WHAT TO WORK ON:
Repeat the following lines exactly and nothing else: the line containing "Target: stone retaining wall" and each line after it through the end of the listing.

______

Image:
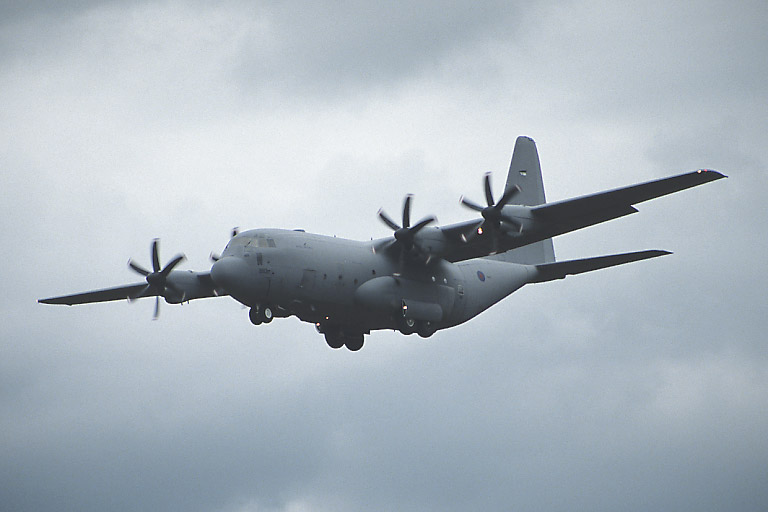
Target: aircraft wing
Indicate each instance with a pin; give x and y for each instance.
(131, 291)
(551, 219)
(182, 286)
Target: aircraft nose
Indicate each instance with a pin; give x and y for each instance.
(228, 272)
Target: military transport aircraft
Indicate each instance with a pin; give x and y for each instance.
(421, 279)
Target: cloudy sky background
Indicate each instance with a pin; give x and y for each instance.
(637, 388)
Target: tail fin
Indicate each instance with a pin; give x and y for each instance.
(525, 172)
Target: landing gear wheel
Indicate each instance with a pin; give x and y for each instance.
(334, 340)
(261, 314)
(253, 314)
(354, 342)
(406, 325)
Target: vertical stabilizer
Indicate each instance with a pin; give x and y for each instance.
(525, 172)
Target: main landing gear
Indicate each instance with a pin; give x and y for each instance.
(261, 314)
(336, 337)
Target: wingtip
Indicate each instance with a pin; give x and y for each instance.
(711, 173)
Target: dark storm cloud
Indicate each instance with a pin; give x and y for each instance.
(333, 49)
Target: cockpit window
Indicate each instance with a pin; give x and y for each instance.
(263, 242)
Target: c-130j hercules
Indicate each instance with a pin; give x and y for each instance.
(420, 280)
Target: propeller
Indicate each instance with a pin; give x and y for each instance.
(493, 214)
(157, 280)
(404, 235)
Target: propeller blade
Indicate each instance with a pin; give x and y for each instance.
(472, 205)
(387, 220)
(155, 256)
(138, 268)
(407, 211)
(175, 261)
(488, 193)
(509, 194)
(139, 294)
(472, 233)
(421, 224)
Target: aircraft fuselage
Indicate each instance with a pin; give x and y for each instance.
(339, 283)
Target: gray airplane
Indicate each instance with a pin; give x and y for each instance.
(422, 279)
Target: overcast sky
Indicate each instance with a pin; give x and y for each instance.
(643, 387)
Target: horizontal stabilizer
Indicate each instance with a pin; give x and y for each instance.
(620, 200)
(560, 269)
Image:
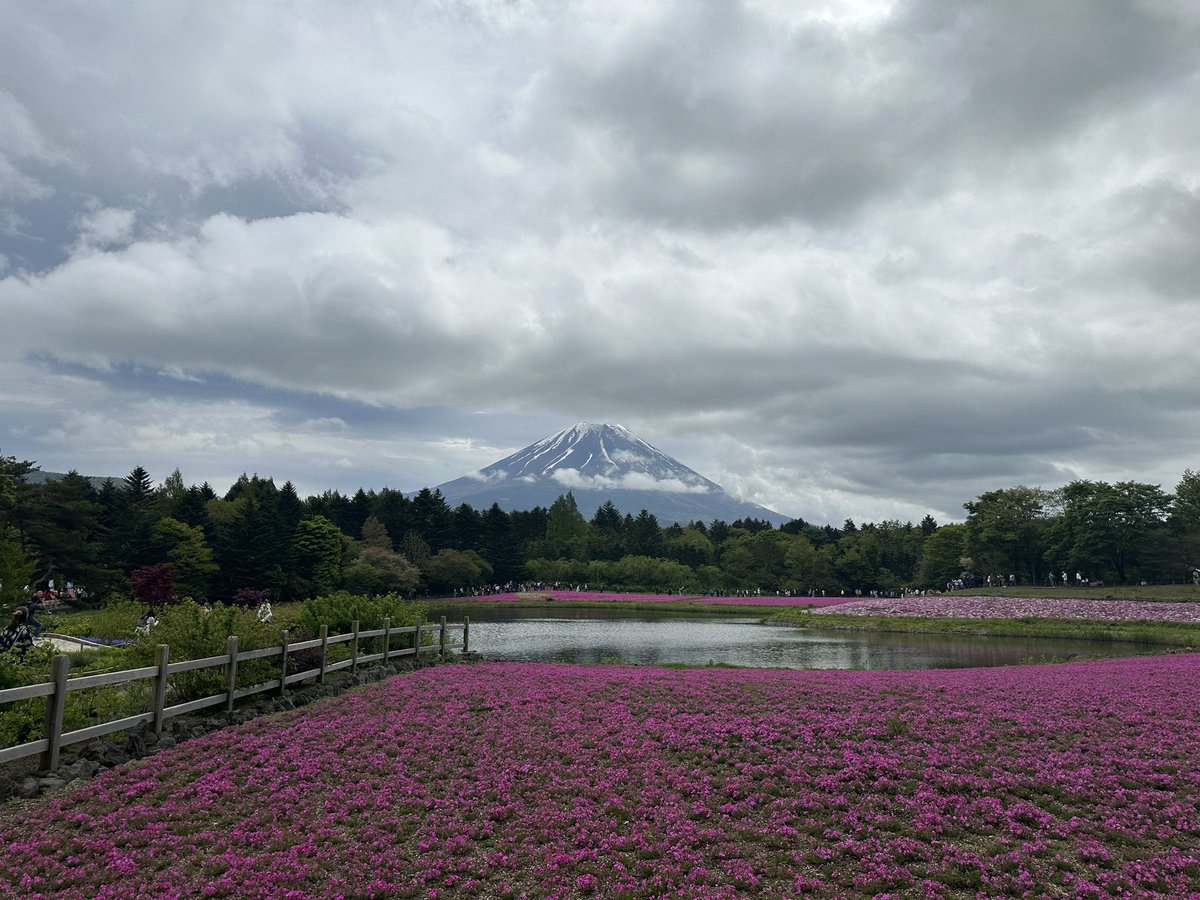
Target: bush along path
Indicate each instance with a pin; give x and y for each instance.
(515, 780)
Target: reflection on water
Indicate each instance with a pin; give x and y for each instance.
(655, 639)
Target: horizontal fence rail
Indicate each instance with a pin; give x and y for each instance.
(55, 690)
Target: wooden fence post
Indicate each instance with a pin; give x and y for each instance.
(231, 672)
(54, 706)
(162, 655)
(283, 666)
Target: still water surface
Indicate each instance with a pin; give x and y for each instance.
(654, 639)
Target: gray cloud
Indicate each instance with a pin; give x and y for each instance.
(868, 262)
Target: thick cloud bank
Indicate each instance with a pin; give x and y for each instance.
(847, 259)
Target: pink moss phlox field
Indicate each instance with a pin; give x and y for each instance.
(1015, 607)
(559, 781)
(612, 597)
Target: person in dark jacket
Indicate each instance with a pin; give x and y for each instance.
(17, 636)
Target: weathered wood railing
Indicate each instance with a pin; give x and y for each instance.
(60, 684)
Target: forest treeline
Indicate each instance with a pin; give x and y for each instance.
(257, 537)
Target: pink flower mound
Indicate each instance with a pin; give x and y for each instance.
(555, 781)
(605, 595)
(1014, 607)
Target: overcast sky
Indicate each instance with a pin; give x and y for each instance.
(846, 258)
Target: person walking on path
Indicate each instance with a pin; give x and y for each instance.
(17, 636)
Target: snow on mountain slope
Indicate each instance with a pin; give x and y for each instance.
(598, 463)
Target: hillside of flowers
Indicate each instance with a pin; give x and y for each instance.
(1017, 607)
(597, 597)
(509, 780)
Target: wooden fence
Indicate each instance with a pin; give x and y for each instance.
(57, 689)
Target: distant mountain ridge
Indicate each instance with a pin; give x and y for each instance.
(599, 463)
(97, 481)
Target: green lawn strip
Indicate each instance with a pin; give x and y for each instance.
(1169, 634)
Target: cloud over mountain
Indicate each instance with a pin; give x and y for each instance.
(599, 463)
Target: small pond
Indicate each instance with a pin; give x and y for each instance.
(645, 637)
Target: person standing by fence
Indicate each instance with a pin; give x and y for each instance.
(17, 636)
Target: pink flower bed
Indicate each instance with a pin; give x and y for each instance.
(559, 781)
(1005, 607)
(606, 597)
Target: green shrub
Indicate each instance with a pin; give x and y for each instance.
(341, 609)
(25, 720)
(117, 619)
(192, 631)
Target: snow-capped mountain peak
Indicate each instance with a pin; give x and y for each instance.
(601, 456)
(598, 463)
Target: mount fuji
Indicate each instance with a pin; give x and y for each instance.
(599, 463)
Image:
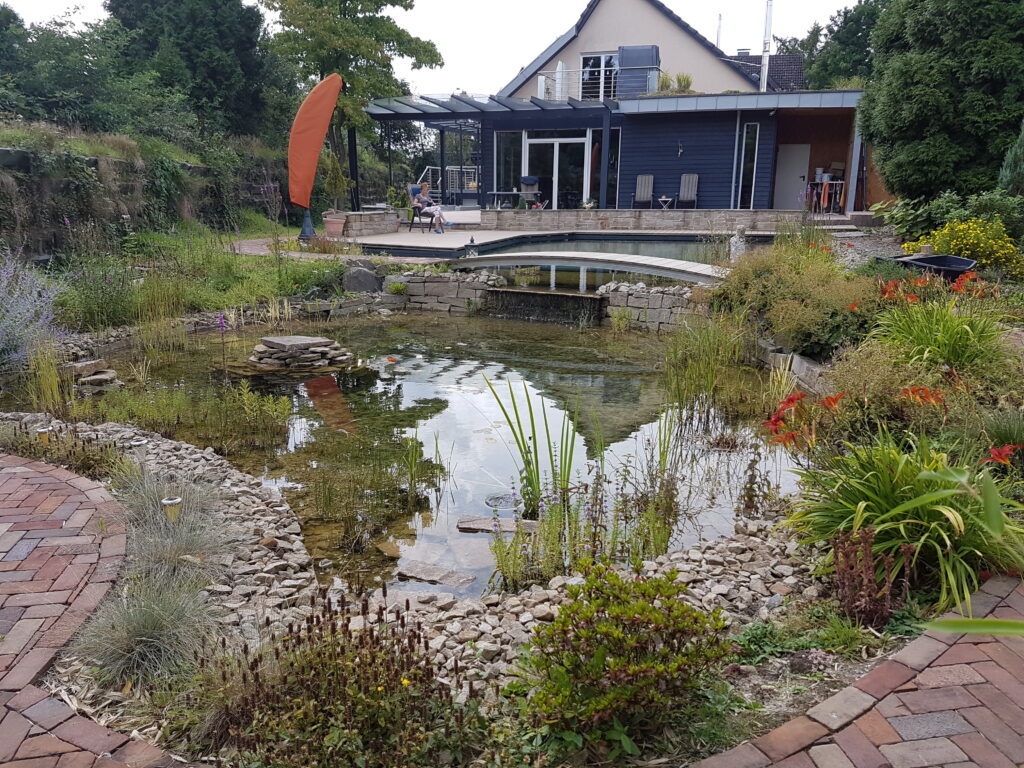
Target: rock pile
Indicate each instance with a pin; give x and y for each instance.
(298, 353)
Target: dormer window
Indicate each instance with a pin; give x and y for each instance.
(598, 73)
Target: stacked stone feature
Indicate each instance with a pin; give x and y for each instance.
(298, 353)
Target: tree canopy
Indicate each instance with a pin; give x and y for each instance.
(947, 93)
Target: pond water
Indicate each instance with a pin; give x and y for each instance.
(419, 401)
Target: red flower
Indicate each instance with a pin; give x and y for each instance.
(832, 401)
(791, 401)
(786, 438)
(923, 395)
(1000, 456)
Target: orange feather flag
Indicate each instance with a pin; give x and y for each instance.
(308, 132)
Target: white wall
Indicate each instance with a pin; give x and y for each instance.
(616, 23)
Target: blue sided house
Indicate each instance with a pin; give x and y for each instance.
(633, 108)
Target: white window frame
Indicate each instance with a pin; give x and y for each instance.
(742, 164)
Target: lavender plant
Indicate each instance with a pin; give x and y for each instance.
(26, 309)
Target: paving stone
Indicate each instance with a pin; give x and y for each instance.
(982, 752)
(841, 709)
(885, 678)
(925, 754)
(941, 677)
(912, 727)
(49, 713)
(744, 756)
(936, 699)
(1006, 738)
(921, 652)
(791, 737)
(89, 735)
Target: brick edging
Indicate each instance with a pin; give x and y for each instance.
(851, 727)
(60, 550)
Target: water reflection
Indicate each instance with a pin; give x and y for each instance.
(382, 461)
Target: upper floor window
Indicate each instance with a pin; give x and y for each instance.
(598, 73)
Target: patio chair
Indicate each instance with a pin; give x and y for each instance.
(687, 190)
(644, 195)
(425, 219)
(531, 185)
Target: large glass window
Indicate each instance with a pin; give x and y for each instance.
(749, 165)
(598, 74)
(508, 155)
(595, 168)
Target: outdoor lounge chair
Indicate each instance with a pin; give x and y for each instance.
(644, 195)
(687, 190)
(418, 214)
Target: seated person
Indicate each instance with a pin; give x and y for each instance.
(425, 203)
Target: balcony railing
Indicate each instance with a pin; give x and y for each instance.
(597, 84)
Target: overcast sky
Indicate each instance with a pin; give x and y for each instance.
(485, 42)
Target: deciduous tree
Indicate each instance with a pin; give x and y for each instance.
(947, 93)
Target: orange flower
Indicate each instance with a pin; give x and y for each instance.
(774, 424)
(1001, 455)
(832, 401)
(786, 438)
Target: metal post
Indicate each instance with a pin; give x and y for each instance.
(462, 172)
(353, 167)
(443, 182)
(602, 195)
(853, 174)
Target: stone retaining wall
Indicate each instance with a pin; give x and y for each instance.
(700, 220)
(371, 222)
(649, 308)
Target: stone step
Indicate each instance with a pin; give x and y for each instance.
(484, 524)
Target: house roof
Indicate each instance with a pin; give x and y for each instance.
(535, 67)
(785, 71)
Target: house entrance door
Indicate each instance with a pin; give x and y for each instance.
(560, 169)
(792, 166)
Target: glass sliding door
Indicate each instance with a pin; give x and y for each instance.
(570, 173)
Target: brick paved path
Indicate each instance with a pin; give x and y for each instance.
(952, 700)
(56, 562)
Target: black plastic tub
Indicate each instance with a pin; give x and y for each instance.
(947, 266)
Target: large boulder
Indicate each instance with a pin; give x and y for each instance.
(360, 280)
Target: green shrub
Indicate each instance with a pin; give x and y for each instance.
(962, 336)
(152, 628)
(324, 695)
(623, 654)
(900, 489)
(801, 296)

______

FULL SOLUTION:
Target: stone retaining wall
Indicate each instance with a pin; give x and y for each instance.
(700, 220)
(371, 222)
(649, 308)
Target: stone step
Indicate each instance with a pin; give x and y for each instance.
(484, 524)
Target: house roof
Indicate each instance with a pin; give x and y for each instance.
(535, 67)
(785, 71)
Target: house entrance door
Indicate each instance with a pin; give x and y for each instance.
(560, 169)
(792, 166)
Target: glass sliding door
Indicate each instance with a pin; give x and y for each instance.
(570, 173)
Target: brick paved path
Indicate each instance with a pin; give x and y for each instance.
(952, 700)
(56, 562)
Target: black plastic tub
Indicate each instance with a pin; give x and y for each instance.
(947, 266)
Target: large boulder
Indicate each instance with a pin; give x and y for each instance.
(360, 280)
Target: green shrub
Indicate each instance with a pin; give x and y for each instance.
(962, 336)
(152, 628)
(324, 695)
(623, 654)
(900, 489)
(801, 296)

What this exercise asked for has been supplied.